#### The task
Output only the span of lines that begins at the line containing "Query: peeling plaster wall" and ends at the last line of the data, both included, exactly as they appear.

======== Dataset excerpts ========

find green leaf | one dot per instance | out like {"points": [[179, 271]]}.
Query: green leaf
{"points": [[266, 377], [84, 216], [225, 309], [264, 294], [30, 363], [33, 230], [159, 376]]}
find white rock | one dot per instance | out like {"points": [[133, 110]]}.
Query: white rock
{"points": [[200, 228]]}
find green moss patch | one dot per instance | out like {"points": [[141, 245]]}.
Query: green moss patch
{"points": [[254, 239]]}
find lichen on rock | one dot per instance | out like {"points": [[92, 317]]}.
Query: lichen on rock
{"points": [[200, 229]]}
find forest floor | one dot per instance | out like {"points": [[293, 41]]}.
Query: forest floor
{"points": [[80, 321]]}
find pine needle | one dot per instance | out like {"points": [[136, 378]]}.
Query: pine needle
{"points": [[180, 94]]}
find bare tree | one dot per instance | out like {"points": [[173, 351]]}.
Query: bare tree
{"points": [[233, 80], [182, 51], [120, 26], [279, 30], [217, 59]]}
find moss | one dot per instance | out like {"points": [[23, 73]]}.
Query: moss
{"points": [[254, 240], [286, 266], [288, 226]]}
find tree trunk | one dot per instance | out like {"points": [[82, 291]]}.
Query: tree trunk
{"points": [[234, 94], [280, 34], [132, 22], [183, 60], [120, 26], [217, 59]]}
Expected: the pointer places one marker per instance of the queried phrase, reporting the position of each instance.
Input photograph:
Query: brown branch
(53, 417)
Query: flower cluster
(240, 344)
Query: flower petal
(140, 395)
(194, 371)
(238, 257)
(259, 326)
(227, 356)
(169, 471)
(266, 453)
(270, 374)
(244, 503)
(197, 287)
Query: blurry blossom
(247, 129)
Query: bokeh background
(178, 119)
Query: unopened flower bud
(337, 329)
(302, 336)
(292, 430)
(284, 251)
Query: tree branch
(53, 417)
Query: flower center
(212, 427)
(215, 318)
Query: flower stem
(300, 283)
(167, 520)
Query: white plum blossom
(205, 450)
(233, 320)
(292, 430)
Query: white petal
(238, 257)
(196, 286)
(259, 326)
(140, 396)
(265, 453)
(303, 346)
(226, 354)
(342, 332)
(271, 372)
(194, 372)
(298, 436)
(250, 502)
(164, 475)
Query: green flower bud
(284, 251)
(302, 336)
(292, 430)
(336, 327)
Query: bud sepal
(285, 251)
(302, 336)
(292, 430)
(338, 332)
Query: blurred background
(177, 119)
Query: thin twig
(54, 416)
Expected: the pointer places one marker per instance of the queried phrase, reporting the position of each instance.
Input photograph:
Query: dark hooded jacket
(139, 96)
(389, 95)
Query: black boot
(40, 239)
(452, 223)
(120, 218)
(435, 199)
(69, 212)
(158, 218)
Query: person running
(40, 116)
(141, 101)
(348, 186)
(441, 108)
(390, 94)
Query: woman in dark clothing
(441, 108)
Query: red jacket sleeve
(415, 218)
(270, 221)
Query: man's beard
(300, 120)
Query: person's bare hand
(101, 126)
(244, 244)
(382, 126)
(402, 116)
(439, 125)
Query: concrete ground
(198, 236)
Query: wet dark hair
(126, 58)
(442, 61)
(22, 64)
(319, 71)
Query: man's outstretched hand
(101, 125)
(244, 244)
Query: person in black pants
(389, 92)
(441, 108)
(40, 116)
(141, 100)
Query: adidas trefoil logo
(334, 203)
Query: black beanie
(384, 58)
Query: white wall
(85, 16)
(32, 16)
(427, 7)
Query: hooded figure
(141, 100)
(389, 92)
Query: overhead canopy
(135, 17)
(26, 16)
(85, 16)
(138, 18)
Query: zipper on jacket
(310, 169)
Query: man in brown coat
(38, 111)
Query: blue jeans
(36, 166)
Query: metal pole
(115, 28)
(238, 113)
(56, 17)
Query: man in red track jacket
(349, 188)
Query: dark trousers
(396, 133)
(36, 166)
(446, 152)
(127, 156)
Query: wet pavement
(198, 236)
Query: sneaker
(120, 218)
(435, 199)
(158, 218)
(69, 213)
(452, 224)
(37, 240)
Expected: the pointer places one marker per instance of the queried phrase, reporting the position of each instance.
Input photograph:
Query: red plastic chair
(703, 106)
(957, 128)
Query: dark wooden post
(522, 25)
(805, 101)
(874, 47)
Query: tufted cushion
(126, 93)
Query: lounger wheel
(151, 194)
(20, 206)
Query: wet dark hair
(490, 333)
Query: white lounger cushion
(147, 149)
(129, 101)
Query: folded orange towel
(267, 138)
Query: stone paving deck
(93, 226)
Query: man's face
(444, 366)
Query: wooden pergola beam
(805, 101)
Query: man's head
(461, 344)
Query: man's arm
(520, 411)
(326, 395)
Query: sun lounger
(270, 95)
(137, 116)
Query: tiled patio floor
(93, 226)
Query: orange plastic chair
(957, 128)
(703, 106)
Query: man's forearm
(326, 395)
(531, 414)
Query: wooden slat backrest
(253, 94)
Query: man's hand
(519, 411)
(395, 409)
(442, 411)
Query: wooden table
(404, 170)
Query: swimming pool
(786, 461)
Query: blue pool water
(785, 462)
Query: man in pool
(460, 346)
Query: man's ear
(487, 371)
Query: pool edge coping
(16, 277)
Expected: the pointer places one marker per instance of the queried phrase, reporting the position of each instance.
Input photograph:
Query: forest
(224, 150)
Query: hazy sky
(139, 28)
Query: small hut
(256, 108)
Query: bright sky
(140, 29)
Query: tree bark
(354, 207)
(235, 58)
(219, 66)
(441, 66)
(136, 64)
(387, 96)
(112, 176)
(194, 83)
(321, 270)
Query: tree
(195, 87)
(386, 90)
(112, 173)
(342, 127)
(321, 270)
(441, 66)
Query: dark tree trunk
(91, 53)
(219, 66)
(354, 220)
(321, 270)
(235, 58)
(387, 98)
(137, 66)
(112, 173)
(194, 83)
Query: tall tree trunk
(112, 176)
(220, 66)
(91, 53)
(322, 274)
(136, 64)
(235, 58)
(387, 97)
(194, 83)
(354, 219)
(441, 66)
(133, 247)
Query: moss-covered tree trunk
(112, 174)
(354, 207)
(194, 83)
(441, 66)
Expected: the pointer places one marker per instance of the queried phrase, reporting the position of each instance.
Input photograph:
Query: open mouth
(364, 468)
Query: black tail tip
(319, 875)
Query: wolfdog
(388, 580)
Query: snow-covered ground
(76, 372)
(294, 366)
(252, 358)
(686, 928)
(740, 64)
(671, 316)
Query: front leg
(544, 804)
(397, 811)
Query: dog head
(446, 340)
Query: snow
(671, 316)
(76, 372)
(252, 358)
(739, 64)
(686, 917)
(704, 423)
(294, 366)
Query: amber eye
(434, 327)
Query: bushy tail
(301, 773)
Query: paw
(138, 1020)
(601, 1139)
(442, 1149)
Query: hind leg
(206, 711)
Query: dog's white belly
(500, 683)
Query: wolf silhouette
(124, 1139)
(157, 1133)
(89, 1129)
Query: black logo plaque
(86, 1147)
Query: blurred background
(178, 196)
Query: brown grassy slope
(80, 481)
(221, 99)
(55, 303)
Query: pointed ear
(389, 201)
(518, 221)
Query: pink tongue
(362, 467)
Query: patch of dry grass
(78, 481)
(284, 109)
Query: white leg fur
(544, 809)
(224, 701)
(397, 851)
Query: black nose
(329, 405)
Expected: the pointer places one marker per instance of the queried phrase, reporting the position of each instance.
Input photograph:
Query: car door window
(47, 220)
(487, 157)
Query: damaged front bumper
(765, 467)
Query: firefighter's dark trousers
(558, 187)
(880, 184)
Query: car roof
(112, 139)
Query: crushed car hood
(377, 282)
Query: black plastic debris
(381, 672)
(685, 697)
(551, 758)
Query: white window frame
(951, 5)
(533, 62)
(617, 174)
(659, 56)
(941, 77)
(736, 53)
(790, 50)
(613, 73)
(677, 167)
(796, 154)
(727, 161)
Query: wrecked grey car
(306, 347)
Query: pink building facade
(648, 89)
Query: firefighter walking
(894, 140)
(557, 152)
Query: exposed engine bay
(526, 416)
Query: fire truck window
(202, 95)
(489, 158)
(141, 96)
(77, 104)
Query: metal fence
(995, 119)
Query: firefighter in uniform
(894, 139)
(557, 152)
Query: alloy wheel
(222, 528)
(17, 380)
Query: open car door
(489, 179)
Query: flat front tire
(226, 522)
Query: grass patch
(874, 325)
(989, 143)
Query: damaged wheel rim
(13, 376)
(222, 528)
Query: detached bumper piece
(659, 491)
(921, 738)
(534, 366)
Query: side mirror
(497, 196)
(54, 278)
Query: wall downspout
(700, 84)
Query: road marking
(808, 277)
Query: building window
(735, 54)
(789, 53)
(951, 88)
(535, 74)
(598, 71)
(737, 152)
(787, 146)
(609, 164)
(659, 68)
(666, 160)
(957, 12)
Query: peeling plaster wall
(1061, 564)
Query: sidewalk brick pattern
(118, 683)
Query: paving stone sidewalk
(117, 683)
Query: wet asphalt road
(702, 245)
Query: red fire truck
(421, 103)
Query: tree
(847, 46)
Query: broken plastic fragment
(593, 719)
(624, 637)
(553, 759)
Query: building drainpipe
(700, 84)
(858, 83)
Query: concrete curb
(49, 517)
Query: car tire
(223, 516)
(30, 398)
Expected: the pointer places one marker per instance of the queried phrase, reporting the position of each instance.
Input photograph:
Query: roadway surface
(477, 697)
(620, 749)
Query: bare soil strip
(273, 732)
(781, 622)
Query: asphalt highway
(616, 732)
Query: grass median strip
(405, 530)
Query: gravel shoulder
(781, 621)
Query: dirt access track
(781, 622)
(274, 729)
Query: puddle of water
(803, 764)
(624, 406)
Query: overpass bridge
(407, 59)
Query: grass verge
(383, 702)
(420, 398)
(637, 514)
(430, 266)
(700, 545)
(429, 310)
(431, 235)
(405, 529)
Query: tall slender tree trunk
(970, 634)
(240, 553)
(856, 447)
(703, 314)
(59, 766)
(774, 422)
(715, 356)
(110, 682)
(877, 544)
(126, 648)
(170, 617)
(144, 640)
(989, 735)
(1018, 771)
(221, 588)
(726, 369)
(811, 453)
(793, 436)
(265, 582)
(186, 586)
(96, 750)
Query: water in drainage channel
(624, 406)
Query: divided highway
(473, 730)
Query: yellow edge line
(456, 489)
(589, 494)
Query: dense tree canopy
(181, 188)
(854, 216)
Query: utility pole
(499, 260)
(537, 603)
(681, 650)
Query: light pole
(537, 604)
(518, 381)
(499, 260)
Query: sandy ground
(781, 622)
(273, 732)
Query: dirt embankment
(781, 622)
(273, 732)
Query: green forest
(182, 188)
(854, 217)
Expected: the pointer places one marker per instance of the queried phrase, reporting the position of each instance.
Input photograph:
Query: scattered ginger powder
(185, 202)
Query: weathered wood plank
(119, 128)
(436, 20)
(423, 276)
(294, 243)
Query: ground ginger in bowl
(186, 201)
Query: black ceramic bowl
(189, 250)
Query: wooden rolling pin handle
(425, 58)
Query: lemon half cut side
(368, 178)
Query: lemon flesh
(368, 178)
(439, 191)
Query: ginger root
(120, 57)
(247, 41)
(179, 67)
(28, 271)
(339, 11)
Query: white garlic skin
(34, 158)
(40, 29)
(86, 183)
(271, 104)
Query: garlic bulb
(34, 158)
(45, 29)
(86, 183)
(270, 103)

========

#### Task solution
Query: peeling plaster wall
(1061, 564)
Query: sidewalk brick pattern
(118, 683)
Query: paving stone sidewalk
(117, 683)
Query: wet asphalt road
(702, 245)
Query: red fire truck
(421, 103)
Query: tree
(847, 46)
Query: broken plastic fragment
(593, 719)
(624, 637)
(553, 759)
Query: building drainpipe
(700, 84)
(858, 83)
Query: concrete curb
(49, 517)
Query: car tire
(223, 516)
(30, 398)
Expected: the pointer places one marker per instance of the queried phrase, reporting the position of each instance.
Input photograph:
Query: roadway surface
(477, 697)
(620, 749)
Query: bare soil strip
(273, 732)
(781, 622)
Query: asphalt highway
(616, 732)
Query: grass median strip
(405, 530)
Query: gravel shoulder
(781, 621)
Query: dirt access track
(781, 622)
(274, 729)
Query: puddle of water
(803, 764)
(624, 406)
Query: overpass bridge
(407, 59)
Query: grass verge
(383, 702)
(420, 398)
(637, 514)
(430, 266)
(700, 545)
(429, 310)
(431, 235)
(405, 529)
Query: tall slender tree trunk
(970, 634)
(240, 553)
(856, 447)
(703, 314)
(59, 766)
(774, 422)
(715, 356)
(110, 682)
(877, 544)
(126, 648)
(170, 617)
(144, 640)
(989, 735)
(1018, 771)
(221, 588)
(726, 369)
(811, 453)
(793, 436)
(265, 582)
(186, 586)
(96, 750)
Query: water in drainage channel
(624, 406)
Query: divided highway
(473, 730)
Query: yellow edge line
(456, 489)
(589, 494)
Query: dense tree canopy
(181, 188)
(854, 216)
Query: utility pole
(499, 260)
(537, 603)
(681, 650)
Query: light pole
(537, 604)
(518, 381)
(499, 260)
Query: sandy ground
(781, 622)
(273, 732)
Query: dirt embankment
(781, 622)
(273, 732)
Query: green forest
(182, 188)
(854, 217)
Expected: the pointer places one marker per instance of the queried phrase, reporting the position of each instance.
Input photograph:
Query: scattered ginger powder
(185, 202)
Query: weathered wood plank
(119, 128)
(436, 20)
(423, 276)
(294, 243)
Query: ground ginger in bowl
(186, 201)
Query: black ceramic bowl
(189, 250)
Query: wooden rolling pin handle
(425, 58)
Query: lemon half cut side
(368, 178)
Query: lemon flesh
(368, 178)
(439, 191)
Query: ginger root
(120, 57)
(247, 41)
(179, 67)
(28, 271)
(339, 11)
Query: white garlic skin
(34, 158)
(40, 29)
(86, 183)
(271, 104)
Query: garlic bulb
(34, 158)
(45, 29)
(86, 183)
(270, 103)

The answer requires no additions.